**** Supplied passage
2. Build Reasoning Reward Models

import torch
import torch.nn as nn

class AtomicThoughtRewardModel(nn.Module):
    """Evaluate quality of individual atomic thoughts"""
    def __init__(self, hidden_size=768):
        super().__init__()

        # Encode thought content
        self.encoder = nn.Sequential(
            nn.Linear(hidden_size, 512),
            nn.ReLU(),
            nn.Linear(512, 256)
        )

        # Reward prediction
        self.reward_head = nn.Linear(256, 1)

        # Type-specific adjustments
        self.type_embeddings = nn.Embedding(
            num_embeddings=len(AtomicThoughtType),
            embedding_dim=64
        )

    def forward(self, thought_embedding: torch.Tensor,
               thought_type_idx: int, context_embedding: torch.Tensor = None):
        """
        Evaluate single atomic thought

        Args:
            thought_embedding: [hidden_size] embedding of thought content
            thought_type_idx: index of thought type
            context_embedding: [hidden_size] embedding of trajectory context
        """
        # Encode thought
        encoded = self.encoder(thought_embedding)

        # Add type information
        type_emb = self.type_embeddings(torch.tensor([thought_type_idx]))
        combined = torch.cat([encoded, type_emb.squeeze()], dim=-1)
********
Actions to take ▸
• 1. In the reward model code, what embedding dimension do the type embeddings use?
• 2. From the reward model code, extract the part starting with "# Encode thought content" and going on through "nn.Linear(512, 256)".
• 3. Continue the atomic thought reward model code from its last line.
**** Dataset records
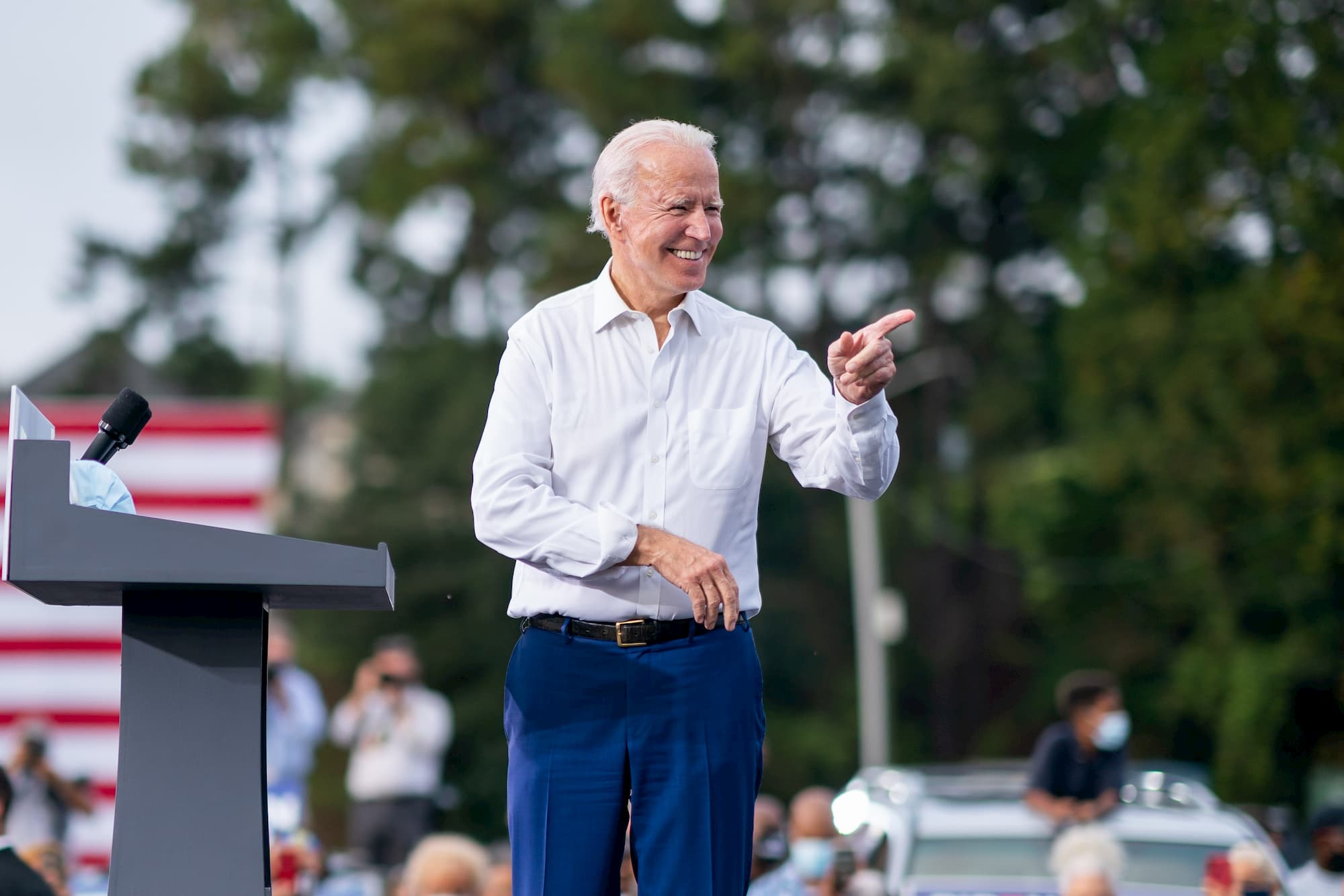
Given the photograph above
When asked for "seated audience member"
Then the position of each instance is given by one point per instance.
(1088, 862)
(1253, 871)
(1079, 764)
(48, 860)
(499, 881)
(812, 836)
(17, 877)
(1323, 875)
(769, 844)
(446, 864)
********
Task responses ▸
• 1. 64

• 2.
# Encode thought content
        self.encoder = nn.Sequential(
            nn.Linear(hidden_size, 512),
            nn.ReLU(),
            nn.Linear(512, 256)

• 3.
        # Predict reward
        reward = torch.sigmoid(self.reward_head(combined))  # [0, 1]

        return reward

class ProcessVsOutcomeRewardScheduler:
    """Schedule which reward type to emphasize"""
    def __init__(self, total_steps: int):
        self.total_steps = total_steps
        self.process_ratio = 1.0  # Start with 100% process reward
        self.outcome_ratio = 0.0

    def get_weights(self, current_step: int) -> tuple:
        """Get process/outcome weights for current step"""
        # Linear curriculum: process -> outcome
        progress = current_step / self.total_steps
        self.process_ratio = max(0.0, 1.0 - progress)
        self.outcome_ratio = progress

        return self.process_ratio, self.outcome_ratio

3. Implement Atomic Thought Generation

class AtomicThoughtGenerator:
    """Generate appropriate atomic thoughts"""
    def __init__(self, llm_model, tokenizer):
        self.llm = llm_model
        self.tokenizer = tokenizer

    def generate_thought(self, query: str, context: List[AtomicThought],
                        thought_type: AtomicThoughtType) -> AtomicThought:
        """Generate next atomic thought"""

        # Build context
        context_str = "Previous thoughts:\n"
        for prev_thought in context[-3:]:  # Last 3 thoughts
            context_str += f"- {prev_thought}\n"

        # Prompt for next thought
        prompt = f"""Given this research query and previous thoughts, generate the next {thought_type.value} thought.

Query: {query}

{context_str}

Generate a {thought_type.value} thought that advances the research:"""

        response = self.llm.generate(prompt, max_length=150)

        thought = AtomicThought(
            thought_type=thought_type,
            content=response,
            context={'query': query, 'previous': context}
        )

        return thought

    def execute_thought(self, thought: AtomicThought, tools_available: Dict):
        """Execute atomic thought (e.g., search, retrieve)"""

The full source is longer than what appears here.